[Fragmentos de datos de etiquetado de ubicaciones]
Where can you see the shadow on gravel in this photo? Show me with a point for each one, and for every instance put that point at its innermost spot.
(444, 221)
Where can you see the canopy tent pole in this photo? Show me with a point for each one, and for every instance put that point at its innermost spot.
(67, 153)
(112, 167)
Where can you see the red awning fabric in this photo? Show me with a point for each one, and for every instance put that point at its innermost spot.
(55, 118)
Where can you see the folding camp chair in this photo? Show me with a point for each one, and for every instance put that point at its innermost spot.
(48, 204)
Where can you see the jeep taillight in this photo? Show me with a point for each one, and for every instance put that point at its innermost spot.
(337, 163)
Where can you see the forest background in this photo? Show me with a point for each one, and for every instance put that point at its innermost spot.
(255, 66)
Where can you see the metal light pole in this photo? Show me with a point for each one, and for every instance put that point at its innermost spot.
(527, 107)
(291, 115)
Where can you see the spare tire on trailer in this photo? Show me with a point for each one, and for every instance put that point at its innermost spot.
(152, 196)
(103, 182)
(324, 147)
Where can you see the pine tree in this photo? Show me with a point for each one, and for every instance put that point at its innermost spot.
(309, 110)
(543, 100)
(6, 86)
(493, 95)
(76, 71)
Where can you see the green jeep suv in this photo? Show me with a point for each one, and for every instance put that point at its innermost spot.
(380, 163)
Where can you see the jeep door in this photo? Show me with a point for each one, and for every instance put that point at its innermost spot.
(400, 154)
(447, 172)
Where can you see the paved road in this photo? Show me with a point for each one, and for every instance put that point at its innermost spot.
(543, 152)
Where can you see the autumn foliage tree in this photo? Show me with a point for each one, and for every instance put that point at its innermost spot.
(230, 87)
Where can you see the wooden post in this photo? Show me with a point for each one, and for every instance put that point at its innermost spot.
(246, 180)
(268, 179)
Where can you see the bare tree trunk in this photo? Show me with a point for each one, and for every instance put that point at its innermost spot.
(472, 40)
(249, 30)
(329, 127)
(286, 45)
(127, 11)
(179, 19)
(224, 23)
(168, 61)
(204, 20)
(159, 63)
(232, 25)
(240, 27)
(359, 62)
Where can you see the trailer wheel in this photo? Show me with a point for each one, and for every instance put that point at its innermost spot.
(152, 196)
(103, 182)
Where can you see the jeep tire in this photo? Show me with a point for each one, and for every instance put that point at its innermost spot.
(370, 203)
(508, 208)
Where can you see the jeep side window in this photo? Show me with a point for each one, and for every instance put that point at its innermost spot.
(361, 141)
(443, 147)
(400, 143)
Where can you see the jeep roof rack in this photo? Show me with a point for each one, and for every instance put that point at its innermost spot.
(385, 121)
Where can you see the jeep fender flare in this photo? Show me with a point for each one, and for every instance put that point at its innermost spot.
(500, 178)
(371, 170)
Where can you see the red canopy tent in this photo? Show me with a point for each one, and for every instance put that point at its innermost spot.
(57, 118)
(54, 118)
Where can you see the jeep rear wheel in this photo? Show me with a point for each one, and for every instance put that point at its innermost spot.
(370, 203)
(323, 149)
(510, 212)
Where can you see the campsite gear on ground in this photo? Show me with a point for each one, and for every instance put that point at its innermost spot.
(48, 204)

# [INSTRUCCIÓN]
Vuelve a escribir, sin omitir ninguna línea, el tramo de los registros que empieza en la línea que contiene "Where can you see the campsite" y termina al final de los registros, ambos extremos incluidos. Multiplica por 2 cada coordenada de las respuestas y redondea a números enteros, con las mitades hacia arriba.

# [RESPUESTA CORRECTA]
Where can you see the campsite gear on ground in this photo? Show me with a point for each one, and for every instance put that point at its innermost spot.
(96, 408)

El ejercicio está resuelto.